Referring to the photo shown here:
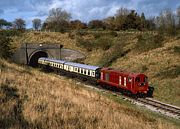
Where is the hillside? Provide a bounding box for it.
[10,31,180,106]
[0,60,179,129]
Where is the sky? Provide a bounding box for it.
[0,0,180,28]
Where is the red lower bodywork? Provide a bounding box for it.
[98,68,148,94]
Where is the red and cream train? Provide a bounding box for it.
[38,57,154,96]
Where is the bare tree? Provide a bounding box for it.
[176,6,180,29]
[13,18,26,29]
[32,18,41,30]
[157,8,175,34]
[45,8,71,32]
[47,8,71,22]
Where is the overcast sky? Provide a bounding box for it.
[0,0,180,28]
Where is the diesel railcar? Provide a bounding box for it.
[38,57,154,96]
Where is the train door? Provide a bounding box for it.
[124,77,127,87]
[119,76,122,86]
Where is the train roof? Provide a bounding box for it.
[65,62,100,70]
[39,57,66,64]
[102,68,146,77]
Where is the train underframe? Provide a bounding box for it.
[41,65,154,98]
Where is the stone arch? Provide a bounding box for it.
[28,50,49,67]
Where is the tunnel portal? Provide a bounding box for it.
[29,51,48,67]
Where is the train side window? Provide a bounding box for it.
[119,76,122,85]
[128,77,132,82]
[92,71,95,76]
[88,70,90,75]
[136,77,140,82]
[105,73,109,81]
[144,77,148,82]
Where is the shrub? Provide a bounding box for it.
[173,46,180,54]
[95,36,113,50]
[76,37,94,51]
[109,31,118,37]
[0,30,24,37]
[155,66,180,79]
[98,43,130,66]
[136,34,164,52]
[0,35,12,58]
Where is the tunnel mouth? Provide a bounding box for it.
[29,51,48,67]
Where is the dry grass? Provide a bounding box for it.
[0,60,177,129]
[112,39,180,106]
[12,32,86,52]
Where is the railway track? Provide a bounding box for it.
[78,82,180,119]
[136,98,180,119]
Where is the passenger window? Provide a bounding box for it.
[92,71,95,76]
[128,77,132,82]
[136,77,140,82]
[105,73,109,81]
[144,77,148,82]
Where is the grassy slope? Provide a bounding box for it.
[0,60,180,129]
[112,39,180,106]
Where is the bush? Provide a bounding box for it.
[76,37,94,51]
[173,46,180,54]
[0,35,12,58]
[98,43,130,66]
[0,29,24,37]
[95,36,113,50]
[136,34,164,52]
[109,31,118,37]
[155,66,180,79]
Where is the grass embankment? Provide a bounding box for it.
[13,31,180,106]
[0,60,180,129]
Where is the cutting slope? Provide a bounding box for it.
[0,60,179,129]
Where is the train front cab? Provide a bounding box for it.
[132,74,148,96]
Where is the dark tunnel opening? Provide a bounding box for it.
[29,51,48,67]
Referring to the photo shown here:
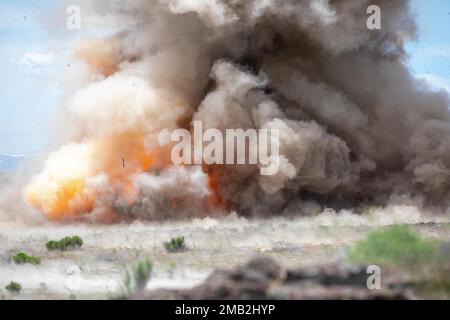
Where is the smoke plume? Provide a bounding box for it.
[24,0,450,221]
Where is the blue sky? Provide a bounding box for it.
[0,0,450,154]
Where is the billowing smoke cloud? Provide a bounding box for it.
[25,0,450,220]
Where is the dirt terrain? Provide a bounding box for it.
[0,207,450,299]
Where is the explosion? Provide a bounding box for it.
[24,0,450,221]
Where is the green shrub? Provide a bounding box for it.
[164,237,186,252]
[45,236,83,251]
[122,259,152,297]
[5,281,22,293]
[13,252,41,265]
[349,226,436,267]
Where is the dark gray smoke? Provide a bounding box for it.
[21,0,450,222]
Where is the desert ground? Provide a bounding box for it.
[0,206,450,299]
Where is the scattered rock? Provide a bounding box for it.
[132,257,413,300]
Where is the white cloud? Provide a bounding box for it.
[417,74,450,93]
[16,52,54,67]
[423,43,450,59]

[TO BE DONE]:
Can you rewrite all the records above with "Provide" swapped for "Give", leaving everything else unchanged and leaving the pictures out?

[REPLY]:
Referring to the photo shown here:
Where is the hillside? Give a bounding box for it.
[10,31,180,106]
[0,60,179,129]
Where is the sky? Give a bounding box for it.
[0,0,180,28]
Where is the red lower bodywork? Give a bounding box for it.
[98,68,148,94]
Where is the red and cream train? Give a bounding box for it.
[38,57,154,96]
Where is the bare tree? Give a bounding box for it.
[176,6,180,29]
[13,18,26,29]
[32,18,41,30]
[157,8,175,34]
[45,8,71,32]
[47,8,71,22]
Where is the overcast sky? Give a bounding box for it.
[0,0,180,28]
Where is the diesel railcar? Give a bounding box for it.
[38,57,154,96]
Where is the train door? Give a bounding box for it.
[124,77,127,87]
[119,76,122,86]
Where is the train roof? Give a bounding box for it.
[65,62,100,70]
[39,57,66,64]
[102,68,146,77]
Where is the train underframe? Give a bounding box for it.
[41,65,154,98]
Where is the stone arch? Give a bounding box for it.
[28,50,49,67]
Where is the tunnel portal? Give a bounding box for it.
[29,51,48,67]
Where is the train side window? Give a bounding box for it.
[119,76,122,85]
[128,77,132,82]
[92,71,95,76]
[88,70,90,75]
[136,77,140,82]
[105,73,109,81]
[144,77,148,82]
Where is the shrub? Give a bounding box for it.
[173,46,180,54]
[95,36,113,50]
[76,37,94,51]
[109,31,118,37]
[0,30,24,37]
[155,66,180,79]
[98,43,130,66]
[136,34,164,52]
[0,35,12,58]
Where is the tunnel mouth? Give a bounding box for it.
[29,51,48,67]
Where is the dry grass? Give a bounding box for it.
[0,60,177,129]
[112,39,180,106]
[12,32,86,52]
Where is the railway track? Give a bounding box for it.
[78,82,180,119]
[136,98,180,119]
Where is the passenger window? Give a bounding box for it.
[92,71,95,76]
[128,77,132,82]
[136,77,140,82]
[105,73,109,81]
[144,77,148,82]
Where is the grassy slope? Give a bounding box for it.
[0,60,180,129]
[112,39,180,106]
Where is the bush? Give a bounding box for it.
[76,37,94,51]
[173,46,180,54]
[0,35,12,58]
[98,43,130,66]
[0,29,24,37]
[95,36,113,50]
[136,34,164,52]
[109,31,118,37]
[155,66,180,79]
Where is the grass embankment? Give a bounding box for it.
[13,31,180,106]
[0,60,180,129]
Where is the cutting slope? Give a bounding box for it.
[0,60,179,129]
Where is the train front cab? Give a bounding box for it.
[132,74,148,96]
Where is the dark tunnel opening? Give a bounding box for it.
[29,51,48,67]
Referring to the photo shown here:
Where is the smoke plume? Give a bounding box for it.
[24,0,450,221]
Where is the blue sky? Give a bounding box for it.
[0,0,450,154]
Where is the billowing smoke cloud? Give a bounding box for it.
[25,0,450,220]
Where is the dirt terrain? Give a bounding box for it.
[0,207,450,299]
Where is the explosion? Give a bounding box for it.
[24,0,450,221]
Where is the green shrub? Give a bounding box for it.
[164,237,186,252]
[45,236,83,251]
[122,259,152,297]
[5,281,22,293]
[13,252,41,265]
[349,226,436,267]
Where is the dark gray smoke? Give a bounding box for it.
[21,0,450,222]
Where is the desert ground? Give a bounding box for it.
[0,206,450,299]
Where is the scattered rock? Give a bounding box for it.
[132,257,413,300]
Where is the white cloud? Give a bounding box for it.
[417,74,450,93]
[16,52,54,67]
[423,43,450,59]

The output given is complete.